SOURCE INFORMATION:
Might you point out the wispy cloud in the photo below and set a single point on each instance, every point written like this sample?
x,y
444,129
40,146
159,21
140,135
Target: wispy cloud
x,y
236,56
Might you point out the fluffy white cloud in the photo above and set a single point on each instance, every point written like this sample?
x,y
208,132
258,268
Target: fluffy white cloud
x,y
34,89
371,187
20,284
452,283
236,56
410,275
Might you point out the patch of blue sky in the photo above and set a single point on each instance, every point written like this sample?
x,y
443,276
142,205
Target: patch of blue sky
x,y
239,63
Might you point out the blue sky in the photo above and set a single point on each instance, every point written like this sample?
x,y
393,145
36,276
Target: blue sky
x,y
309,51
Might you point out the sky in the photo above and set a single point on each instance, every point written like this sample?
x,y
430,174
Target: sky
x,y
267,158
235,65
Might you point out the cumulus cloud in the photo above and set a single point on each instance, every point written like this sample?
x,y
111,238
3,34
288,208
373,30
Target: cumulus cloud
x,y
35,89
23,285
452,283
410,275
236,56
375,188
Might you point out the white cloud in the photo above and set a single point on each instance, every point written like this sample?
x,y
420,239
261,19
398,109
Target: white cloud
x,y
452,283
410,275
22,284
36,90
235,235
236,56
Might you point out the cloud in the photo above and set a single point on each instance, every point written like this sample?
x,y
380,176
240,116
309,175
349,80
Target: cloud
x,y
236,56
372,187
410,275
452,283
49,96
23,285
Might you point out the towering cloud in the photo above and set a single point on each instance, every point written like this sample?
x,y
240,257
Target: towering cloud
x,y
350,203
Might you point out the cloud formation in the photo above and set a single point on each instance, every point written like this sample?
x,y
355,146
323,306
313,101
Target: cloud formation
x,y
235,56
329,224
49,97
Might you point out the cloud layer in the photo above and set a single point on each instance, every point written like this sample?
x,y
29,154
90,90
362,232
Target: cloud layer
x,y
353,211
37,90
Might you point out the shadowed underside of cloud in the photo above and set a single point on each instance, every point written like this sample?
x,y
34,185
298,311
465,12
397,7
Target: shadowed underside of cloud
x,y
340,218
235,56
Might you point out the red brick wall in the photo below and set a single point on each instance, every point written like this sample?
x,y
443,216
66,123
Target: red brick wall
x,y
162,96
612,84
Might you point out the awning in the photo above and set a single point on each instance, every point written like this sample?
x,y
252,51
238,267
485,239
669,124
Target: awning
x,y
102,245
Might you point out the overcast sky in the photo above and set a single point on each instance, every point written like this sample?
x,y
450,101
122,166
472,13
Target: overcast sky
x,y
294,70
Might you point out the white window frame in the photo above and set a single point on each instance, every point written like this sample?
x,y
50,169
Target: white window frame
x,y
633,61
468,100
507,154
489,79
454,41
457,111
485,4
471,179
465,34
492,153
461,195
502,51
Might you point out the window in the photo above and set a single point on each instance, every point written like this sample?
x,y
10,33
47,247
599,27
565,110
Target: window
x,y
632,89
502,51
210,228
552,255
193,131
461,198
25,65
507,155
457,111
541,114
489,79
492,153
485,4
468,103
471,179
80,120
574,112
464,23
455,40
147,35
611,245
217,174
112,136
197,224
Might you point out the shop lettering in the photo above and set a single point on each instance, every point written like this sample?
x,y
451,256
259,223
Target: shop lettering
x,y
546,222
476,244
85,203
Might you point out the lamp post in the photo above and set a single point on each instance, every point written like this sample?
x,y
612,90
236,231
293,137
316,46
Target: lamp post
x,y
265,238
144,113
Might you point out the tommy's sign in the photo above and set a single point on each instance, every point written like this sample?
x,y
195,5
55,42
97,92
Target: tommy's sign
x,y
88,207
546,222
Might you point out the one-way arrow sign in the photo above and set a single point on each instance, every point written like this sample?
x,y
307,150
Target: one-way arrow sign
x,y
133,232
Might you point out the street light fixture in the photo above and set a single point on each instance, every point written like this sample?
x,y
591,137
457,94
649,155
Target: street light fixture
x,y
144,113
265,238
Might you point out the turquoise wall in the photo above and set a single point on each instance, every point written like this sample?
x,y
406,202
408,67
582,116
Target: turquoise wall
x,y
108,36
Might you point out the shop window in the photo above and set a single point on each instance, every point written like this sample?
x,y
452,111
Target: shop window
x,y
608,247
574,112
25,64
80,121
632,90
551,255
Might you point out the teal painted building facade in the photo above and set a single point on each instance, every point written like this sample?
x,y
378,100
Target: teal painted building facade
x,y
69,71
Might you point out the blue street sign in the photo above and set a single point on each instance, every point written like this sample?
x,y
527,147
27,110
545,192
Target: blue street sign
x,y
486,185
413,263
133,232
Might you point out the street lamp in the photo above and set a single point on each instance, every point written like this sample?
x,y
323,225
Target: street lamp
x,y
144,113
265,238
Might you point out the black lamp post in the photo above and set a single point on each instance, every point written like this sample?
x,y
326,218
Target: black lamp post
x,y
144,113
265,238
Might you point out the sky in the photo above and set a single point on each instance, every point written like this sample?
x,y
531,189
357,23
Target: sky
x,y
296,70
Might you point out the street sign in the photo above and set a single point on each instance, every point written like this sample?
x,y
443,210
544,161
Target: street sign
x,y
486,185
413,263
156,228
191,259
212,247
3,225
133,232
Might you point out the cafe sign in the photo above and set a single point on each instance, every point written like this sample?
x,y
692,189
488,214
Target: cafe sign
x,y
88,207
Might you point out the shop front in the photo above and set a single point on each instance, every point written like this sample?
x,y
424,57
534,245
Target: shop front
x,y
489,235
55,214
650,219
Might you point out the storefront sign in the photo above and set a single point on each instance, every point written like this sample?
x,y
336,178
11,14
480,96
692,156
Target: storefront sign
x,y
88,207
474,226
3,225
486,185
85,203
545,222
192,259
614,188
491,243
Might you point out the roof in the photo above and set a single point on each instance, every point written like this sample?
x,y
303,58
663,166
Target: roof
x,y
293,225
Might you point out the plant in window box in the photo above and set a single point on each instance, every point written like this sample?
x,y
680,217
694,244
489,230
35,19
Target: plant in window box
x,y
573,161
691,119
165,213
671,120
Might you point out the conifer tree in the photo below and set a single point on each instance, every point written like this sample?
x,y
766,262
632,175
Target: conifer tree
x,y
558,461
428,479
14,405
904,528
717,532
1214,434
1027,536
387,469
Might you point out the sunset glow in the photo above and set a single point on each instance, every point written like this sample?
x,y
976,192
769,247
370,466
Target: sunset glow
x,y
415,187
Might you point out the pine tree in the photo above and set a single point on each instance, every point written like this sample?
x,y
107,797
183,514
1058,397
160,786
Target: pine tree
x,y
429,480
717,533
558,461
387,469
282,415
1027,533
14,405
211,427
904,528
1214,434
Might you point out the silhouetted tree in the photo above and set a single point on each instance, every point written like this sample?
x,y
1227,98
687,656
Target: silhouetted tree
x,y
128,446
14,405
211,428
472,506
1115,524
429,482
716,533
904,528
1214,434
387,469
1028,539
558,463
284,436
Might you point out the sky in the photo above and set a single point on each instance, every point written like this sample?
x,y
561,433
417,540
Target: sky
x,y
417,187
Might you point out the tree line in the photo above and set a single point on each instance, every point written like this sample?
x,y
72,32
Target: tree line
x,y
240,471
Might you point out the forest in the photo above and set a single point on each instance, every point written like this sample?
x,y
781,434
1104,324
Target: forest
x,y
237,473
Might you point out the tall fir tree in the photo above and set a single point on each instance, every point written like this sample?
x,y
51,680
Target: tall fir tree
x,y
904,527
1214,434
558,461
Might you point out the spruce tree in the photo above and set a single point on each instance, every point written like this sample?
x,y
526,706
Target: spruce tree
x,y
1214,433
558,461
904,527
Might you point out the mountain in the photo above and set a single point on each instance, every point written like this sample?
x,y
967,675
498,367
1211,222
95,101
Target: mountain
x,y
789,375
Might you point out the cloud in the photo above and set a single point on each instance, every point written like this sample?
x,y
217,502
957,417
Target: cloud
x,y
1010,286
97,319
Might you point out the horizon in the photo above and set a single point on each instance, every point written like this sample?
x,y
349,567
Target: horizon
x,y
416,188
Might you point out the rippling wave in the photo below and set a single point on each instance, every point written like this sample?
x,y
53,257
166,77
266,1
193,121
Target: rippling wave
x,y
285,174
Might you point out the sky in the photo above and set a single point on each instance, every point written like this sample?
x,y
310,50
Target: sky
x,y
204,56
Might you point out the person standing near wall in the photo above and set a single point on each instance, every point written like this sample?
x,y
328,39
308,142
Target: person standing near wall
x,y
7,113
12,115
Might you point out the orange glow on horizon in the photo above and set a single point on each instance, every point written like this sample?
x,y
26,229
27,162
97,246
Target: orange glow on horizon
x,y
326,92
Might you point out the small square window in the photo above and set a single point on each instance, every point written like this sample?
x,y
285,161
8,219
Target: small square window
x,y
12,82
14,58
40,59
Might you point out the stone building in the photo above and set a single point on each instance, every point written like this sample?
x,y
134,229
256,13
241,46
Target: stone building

PROBLEM STATEMENT:
Transcribe exactly, and only, the lines from the one holding "Target: rippling wave" through the final line of the listing.

ANSWER SPACE:
Target: rippling wave
x,y
285,174
Might you point out the sky in the photo above and set a single point on each instance, every point written like this sample?
x,y
310,50
Target: sky
x,y
204,56
Might you point out the person standing near wall in the photo above and set a single point on each instance, every point written like this sample?
x,y
328,39
308,142
Target: person standing near wall
x,y
7,113
12,115
Might you point out the orange glow on horizon in the photo above and set a single point on each instance, every point written like this sample?
x,y
26,229
27,162
97,246
Target: orange glow on horizon
x,y
326,92
Might you point out the small square window in the photo above and set a single point on each instance, every point written like this sample?
x,y
285,161
8,219
Target: small square window
x,y
12,82
14,58
40,59
Might you point out the stone building in the photo above and set a single point on each instance, every point written like this sample?
x,y
134,229
256,13
241,46
Target: stone building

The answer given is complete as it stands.